▶ What you will do
Swap "per instance" for "for each instance" wherever it occurs in the rows below, and return every row with nothing else changed.

++++ Extracted information ++++

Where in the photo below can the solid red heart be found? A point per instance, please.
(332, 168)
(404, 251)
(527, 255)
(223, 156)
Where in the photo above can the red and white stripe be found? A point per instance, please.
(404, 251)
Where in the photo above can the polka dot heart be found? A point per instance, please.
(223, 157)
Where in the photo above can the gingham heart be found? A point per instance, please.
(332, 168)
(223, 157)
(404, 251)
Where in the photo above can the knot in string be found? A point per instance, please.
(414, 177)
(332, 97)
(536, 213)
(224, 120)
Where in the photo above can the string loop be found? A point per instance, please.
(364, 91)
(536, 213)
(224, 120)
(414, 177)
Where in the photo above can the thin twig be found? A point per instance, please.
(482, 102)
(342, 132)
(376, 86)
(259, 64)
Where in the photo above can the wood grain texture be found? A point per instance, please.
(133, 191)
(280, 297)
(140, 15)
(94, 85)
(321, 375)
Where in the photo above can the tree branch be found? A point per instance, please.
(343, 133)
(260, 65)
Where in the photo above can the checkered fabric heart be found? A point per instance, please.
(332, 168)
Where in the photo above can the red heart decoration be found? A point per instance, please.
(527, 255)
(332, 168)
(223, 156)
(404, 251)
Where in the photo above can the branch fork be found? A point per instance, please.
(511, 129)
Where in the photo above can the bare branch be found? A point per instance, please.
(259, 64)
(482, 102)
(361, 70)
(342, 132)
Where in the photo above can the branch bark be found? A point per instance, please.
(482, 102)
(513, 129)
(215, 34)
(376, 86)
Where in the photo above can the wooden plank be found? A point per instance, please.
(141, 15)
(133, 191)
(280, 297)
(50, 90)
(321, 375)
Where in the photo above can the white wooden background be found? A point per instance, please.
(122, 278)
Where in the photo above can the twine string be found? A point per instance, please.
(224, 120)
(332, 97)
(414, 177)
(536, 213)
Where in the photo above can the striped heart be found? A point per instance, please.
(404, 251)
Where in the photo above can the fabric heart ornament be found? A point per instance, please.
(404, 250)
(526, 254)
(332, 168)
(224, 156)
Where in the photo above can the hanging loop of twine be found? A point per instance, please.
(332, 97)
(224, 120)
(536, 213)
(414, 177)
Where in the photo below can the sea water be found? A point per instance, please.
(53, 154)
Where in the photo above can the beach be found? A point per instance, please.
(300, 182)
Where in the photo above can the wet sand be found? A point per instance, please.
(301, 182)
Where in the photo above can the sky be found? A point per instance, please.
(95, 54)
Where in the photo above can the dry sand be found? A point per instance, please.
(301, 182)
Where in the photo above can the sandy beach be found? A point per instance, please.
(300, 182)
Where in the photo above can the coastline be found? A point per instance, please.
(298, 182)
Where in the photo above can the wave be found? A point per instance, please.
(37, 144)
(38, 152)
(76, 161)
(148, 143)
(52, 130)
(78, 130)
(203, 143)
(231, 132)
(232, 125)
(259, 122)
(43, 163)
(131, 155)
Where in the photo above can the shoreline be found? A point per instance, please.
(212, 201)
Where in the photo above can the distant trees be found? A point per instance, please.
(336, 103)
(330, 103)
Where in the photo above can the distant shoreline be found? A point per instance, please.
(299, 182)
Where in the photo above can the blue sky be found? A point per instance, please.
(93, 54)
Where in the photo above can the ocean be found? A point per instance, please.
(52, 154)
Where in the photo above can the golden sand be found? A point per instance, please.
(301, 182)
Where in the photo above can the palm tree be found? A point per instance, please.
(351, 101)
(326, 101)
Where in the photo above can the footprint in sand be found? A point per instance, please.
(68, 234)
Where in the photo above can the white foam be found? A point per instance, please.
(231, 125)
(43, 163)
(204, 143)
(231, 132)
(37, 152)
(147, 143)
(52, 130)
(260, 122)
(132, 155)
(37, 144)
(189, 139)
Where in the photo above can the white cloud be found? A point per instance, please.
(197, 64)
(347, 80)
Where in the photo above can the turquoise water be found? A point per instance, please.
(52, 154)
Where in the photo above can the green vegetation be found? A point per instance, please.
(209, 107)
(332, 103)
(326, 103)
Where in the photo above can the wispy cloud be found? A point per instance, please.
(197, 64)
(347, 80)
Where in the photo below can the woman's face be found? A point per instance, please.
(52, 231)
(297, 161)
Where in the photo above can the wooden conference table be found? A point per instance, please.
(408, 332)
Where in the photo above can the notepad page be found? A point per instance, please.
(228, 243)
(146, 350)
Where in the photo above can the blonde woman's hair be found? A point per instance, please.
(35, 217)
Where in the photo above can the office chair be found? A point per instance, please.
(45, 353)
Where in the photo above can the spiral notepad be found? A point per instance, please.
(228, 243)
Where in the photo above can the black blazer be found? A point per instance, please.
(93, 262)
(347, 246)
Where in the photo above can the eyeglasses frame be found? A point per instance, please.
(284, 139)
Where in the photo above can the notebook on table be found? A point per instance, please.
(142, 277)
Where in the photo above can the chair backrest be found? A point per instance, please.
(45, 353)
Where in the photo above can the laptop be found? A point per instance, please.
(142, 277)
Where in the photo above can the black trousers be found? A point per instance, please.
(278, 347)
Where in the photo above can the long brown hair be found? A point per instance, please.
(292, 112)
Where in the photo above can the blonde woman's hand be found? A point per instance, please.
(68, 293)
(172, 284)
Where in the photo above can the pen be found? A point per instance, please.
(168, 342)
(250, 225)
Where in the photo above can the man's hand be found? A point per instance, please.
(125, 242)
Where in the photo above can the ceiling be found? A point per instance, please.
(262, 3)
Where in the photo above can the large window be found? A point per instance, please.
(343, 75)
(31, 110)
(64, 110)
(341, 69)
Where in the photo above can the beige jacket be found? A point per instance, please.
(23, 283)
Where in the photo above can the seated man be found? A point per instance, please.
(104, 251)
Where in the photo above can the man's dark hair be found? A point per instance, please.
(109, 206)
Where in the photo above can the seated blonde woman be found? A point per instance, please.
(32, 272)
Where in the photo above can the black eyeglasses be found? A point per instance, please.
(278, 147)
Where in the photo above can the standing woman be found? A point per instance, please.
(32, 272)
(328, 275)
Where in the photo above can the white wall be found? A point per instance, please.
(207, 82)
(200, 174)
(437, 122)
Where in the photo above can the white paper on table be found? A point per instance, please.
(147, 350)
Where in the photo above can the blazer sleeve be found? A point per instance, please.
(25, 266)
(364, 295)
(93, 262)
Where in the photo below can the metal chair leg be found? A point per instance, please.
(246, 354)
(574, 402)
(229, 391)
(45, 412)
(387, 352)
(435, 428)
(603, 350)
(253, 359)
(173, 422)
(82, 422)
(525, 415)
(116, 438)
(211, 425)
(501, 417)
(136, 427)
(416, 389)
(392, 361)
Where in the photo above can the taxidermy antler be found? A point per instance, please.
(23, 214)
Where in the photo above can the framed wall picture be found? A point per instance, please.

++++

▶ Written response
Where in the photo below can the solid red heart be found? A point for each instance, please.
(332, 168)
(404, 251)
(527, 255)
(223, 156)
Where in the photo above can the red and white stripe be found? A point for each instance, please.
(404, 251)
Where in the photo above can the polka dot heart be found? A point for each instance, please.
(223, 157)
Where in the photo above can the gingham heart be found? A point for each instance, please.
(332, 168)
(223, 157)
(404, 251)
Where in the photo above can the knot in string be found? A point for each instance, please.
(414, 177)
(332, 97)
(536, 213)
(224, 120)
Where in the photo above can the string loop be found? A point for each instance, please.
(364, 91)
(536, 213)
(224, 120)
(414, 177)
Where in the photo above can the thin twig be found? A point for each instance, please.
(482, 102)
(342, 132)
(376, 86)
(259, 64)
Where in the photo above can the wood grain texture be found? A point for each instance, please.
(133, 191)
(280, 297)
(140, 15)
(94, 85)
(321, 375)
Where in the photo above can the tree branch be found? A point for each instance, please.
(343, 133)
(260, 65)
Where in the photo above can the checkered fabric heart be found? A point for each instance, please.
(332, 168)
Where in the photo above can the red heart decoration be found? A point for each instance, please.
(527, 255)
(332, 168)
(223, 156)
(404, 251)
Where in the photo above can the branch fork be found? A point for each instance, please.
(511, 129)
Where in the photo above can the bare branch be found? A point for each instance, please.
(259, 64)
(482, 102)
(361, 70)
(342, 132)
Where in the photo above can the branch bark be found? A point for each instance, please.
(482, 102)
(513, 129)
(215, 34)
(376, 86)
Where in the photo above can the wooden plank be found? A point for each instance, please.
(141, 15)
(133, 191)
(280, 297)
(50, 90)
(321, 375)
Where in the photo above can the white wooden background be found? A point for each instance, please.
(122, 278)
Where in the photo above can the twine string be found? A point for each instance, please.
(224, 120)
(332, 97)
(414, 177)
(536, 213)
Where in the photo above can the striped heart be found? A point for each instance, please.
(404, 251)
Where in the photo above can the fabric heart ornament be found? A point for each instance, please.
(404, 250)
(526, 254)
(332, 168)
(224, 156)
Where in the photo above can the hanging loop of twine be found? A point for each instance, please.
(332, 97)
(224, 120)
(536, 213)
(414, 177)
Where in the photo below can the sea water be found? A point for each instance, please.
(53, 154)
Where in the photo above can the beach be found? A point for each instance, please.
(300, 182)
Where in the photo above can the wet sand be found? A point for each instance, please.
(301, 182)
Where in the photo above can the sky be found? A point for each instance, please.
(95, 54)
Where in the photo above can the dry sand be found? A point for each instance, please.
(301, 182)
Where in the photo above can the sandy beach be found? A point for each instance, please.
(300, 182)
Where in the photo above can the coastline be found? A point for each instance, please.
(298, 182)
Where in the photo above can the wave be found? A point for each instance, please.
(37, 144)
(38, 152)
(76, 161)
(148, 143)
(52, 130)
(78, 130)
(203, 143)
(231, 132)
(232, 125)
(259, 122)
(43, 163)
(131, 155)
Where in the photo above can the shoreline be found? A point for each instance, please.
(212, 201)
Where in the photo above can the distant trees be found? A point for each instance, please.
(336, 103)
(330, 103)
Where in the photo above can the distant shoreline be found? A point for each instance, please.
(299, 182)
Where in the photo above can the blue sky be found? A point for each instance, please.
(93, 54)
Where in the photo above can the ocean be found? A point for each instance, please.
(52, 154)
Where in the photo above can the golden sand be found? A point for each instance, please.
(301, 182)
Where in the photo above can the palm tree be found? A point for each instance, please.
(351, 101)
(326, 101)
Where in the photo above can the footprint in sand be found? A point for each instance, please.
(68, 234)
Where in the photo above can the white foam be found? A point for each instance, please.
(231, 125)
(43, 163)
(204, 143)
(231, 132)
(37, 152)
(147, 143)
(52, 130)
(260, 122)
(132, 155)
(37, 144)
(189, 139)
Where in the photo above can the white cloud be found? A point for each instance, please.
(197, 64)
(347, 80)
Where in the photo above can the turquoise water be found? A point for each instance, please.
(52, 154)
Where in the photo above can the green vegetation be found? A point for each instance, please.
(209, 107)
(332, 103)
(326, 103)
Where in the photo above can the wispy cloud be found? A point for each instance, please.
(197, 64)
(347, 80)
Where in the photo below can the woman's face be found? A point for each instance, please.
(52, 231)
(297, 161)
Where in the photo above can the wooden conference table be found? A point for each instance, please.
(408, 332)
Where in the photo above can the notepad page be found? A point for each instance, please.
(228, 243)
(146, 350)
Where in the photo above can the blonde woman's hair be found? A point for each instance, please.
(35, 217)
Where in the photo above can the office chair be found? A point for each instance, please.
(45, 353)
Where in the photo above can the spiral notepad be found? A point for each instance, please.
(228, 243)
Where in the photo above can the black blazer be found? A point for each instance, please.
(93, 262)
(347, 246)
Where in the photo above can the eyeglasses frame be found? A point for each instance, please.
(284, 139)
Where in the photo above can the notebook on table be found? A point for each instance, please.
(142, 277)
Where in the photo above can the chair backrest be found? A point for each instance, please.
(45, 353)
Where in the photo above can the laptop be found? A point for each instance, please.
(142, 277)
Where in the photo above can the black trousers be found? A point for each instance, please.
(278, 347)
Where in the photo above can the long brown hair be found? A point for each instance, please.
(292, 112)
Where in the photo above can the blonde woman's hand be found? A point for each instance, please.
(68, 293)
(172, 284)
Where in the photo above can the pen be found? A point for each instance, please.
(168, 342)
(250, 225)
Where in the photo above can the man's hand be found? A point for each instance, please.
(125, 242)
Where in the photo above can the ceiling be found? A point for each instance, please.
(262, 3)
Where in the photo above can the large window be found? A point for each instance, please.
(343, 75)
(31, 110)
(64, 110)
(341, 69)
Where in the photo above can the beige jacket be found? A point for each instance, please.
(23, 283)
Where in the photo above can the seated man be found? A point for each instance, please.
(104, 251)
Where in the photo above can the man's dark hair be found? A point for each instance, please.
(109, 206)
Where in the photo above can the seated blonde woman be found? A point for each instance, please.
(32, 272)
Where in the photo above can the black eyeglasses be found? A point for each instance, please.
(278, 147)
Where in the photo above can the standing woman be found? A point for each instance, please.
(32, 272)
(328, 275)
Where in the photo above can the white wall be found? A point for each instance, please.
(207, 82)
(200, 174)
(437, 122)
Where in the photo above can the white paper on table be found? A point for each instance, please.
(147, 350)
Where in the photo above can the blazer sleeve be found? A point for each instance, please.
(25, 266)
(364, 295)
(93, 262)
Where in the photo below can the metal chair leg be found? A point for each instance, please.
(246, 354)
(574, 402)
(229, 391)
(45, 412)
(387, 352)
(435, 428)
(603, 350)
(253, 359)
(173, 422)
(82, 422)
(525, 415)
(116, 438)
(211, 425)
(501, 417)
(136, 427)
(416, 389)
(392, 361)
Where in the photo above can the taxidermy antler be found? A point for each instance, please.
(23, 214)
Where in the photo above can the framed wall picture be found? A point for each instance, please.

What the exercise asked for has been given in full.